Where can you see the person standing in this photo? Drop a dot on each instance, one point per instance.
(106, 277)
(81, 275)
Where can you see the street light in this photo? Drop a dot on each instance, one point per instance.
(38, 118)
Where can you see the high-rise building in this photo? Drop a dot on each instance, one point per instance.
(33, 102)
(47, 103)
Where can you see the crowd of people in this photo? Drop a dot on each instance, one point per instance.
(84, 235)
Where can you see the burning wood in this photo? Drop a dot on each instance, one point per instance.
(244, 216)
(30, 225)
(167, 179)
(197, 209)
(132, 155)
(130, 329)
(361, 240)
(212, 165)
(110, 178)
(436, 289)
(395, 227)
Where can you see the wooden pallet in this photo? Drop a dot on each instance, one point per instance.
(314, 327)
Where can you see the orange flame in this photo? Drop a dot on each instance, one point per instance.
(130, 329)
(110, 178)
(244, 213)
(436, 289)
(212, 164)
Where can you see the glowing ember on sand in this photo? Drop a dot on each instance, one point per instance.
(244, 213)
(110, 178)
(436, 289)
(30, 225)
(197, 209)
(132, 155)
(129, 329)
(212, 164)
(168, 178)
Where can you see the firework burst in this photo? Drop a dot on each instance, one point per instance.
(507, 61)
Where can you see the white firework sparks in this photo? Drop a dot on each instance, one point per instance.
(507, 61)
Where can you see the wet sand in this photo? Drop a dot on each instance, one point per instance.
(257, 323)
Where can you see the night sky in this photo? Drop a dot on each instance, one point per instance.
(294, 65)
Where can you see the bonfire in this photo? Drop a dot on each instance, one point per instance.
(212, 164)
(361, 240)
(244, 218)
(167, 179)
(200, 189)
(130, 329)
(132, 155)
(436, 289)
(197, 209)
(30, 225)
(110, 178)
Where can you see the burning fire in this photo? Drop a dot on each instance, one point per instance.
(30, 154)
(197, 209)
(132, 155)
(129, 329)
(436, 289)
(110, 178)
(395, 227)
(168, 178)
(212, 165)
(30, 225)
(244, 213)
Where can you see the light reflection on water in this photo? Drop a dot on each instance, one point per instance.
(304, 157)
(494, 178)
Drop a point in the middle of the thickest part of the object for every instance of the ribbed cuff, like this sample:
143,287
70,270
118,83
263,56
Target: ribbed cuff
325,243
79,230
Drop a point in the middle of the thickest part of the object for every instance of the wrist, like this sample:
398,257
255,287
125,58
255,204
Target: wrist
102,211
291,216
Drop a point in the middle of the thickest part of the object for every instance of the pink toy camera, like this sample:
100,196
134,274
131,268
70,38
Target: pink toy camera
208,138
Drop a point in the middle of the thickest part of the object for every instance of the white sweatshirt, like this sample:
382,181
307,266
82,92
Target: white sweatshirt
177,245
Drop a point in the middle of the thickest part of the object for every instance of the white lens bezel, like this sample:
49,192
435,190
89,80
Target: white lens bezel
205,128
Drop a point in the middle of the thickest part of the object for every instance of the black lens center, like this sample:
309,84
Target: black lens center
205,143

◆ ◆ ◆ ◆

◆ EXERCISE DETAILS ◆
Return the complete material exactly as it appears.

◆ COMPLETED TASK ◆
Where can you see the person standing in this photo? Drop a dot on each instance, one point per instance.
(106, 277)
(81, 275)
Where can you see the street light in this photo? Drop a dot on each instance, one point per instance.
(38, 118)
Where can you see the high-rise building in this photo? Drop a dot on each instance, one point per instance.
(33, 102)
(47, 103)
Where can you see the crowd of people in this photo? Drop a dot on each instance, one point per instance.
(84, 235)
Where can you see the burning wood in this photo? Drop a dot on each instance, one point per instance.
(244, 216)
(30, 225)
(167, 179)
(197, 209)
(132, 155)
(130, 329)
(361, 240)
(212, 165)
(110, 178)
(436, 289)
(395, 227)
Where can you see the wooden pallet in this photo? Drop a dot on each instance, one point per instance.
(314, 327)
Where can you see the orange flame in this photo? Drop a dot on each instance, one point per instance.
(130, 329)
(110, 178)
(244, 213)
(436, 289)
(212, 164)
Where can you see the glowing ember on sand in this photo? Drop a dot on each instance, one point per instance.
(244, 213)
(110, 178)
(436, 289)
(30, 225)
(197, 209)
(132, 155)
(129, 329)
(212, 164)
(168, 178)
Where can you see the firework burst in this photo? Drop a dot on each instance, one point per instance.
(507, 61)
Where can you see the white firework sparks in this photo? Drop a dot on each instance, one point per instance.
(507, 61)
Where can you see the wet sand in this photo? Drop a dot on each instance, one point per instance.
(257, 323)
Where can you see the night sky in this photo? Drop a dot on each instance, one point per instance.
(294, 65)
Where can you see the bonfire in this photo? Drop a dot on each instance, one point per instance.
(212, 164)
(361, 240)
(244, 218)
(167, 179)
(200, 189)
(130, 329)
(132, 155)
(436, 289)
(197, 209)
(30, 225)
(110, 178)
Where can you see the burning fire in this photo? Drop a dot on each instance, one point per instance.
(30, 154)
(197, 209)
(132, 155)
(129, 329)
(436, 289)
(110, 178)
(395, 227)
(168, 178)
(212, 165)
(30, 225)
(244, 213)
Where can you see the light reflection on water in this photo? Drop a dot on each instance, one point per instance.
(304, 157)
(494, 178)
Drop a point in the middle of the thickest part of the object for every instance of the ribbed cuff, like this sample:
143,287
70,270
118,83
263,56
Target: ribbed cuff
325,243
79,230
Drop a point in the middle of the thickest part of the object for every instance of the wrist, like this sample:
398,257
255,287
125,58
255,204
Target: wrist
102,211
291,216
Drop a point in the middle of the thickest part of the object for every instance of the pink toy camera, like this sample:
100,196
134,274
131,268
70,38
Target: pink toy camera
208,138
Drop a point in the middle of the thickest part of the object for every instance of the white sweatshirt, like this sample:
382,181
307,266
82,92
Target: white sweatshirt
177,245
Drop a point in the middle of the thickest part of the object for every instance of the white lens bezel, like this sample:
49,192
435,190
89,80
Target: white lens bezel
205,128
Drop a point in the middle of the thickest part of the object for every instance of the black lens center, like this sample:
309,84
Target: black lens center
205,143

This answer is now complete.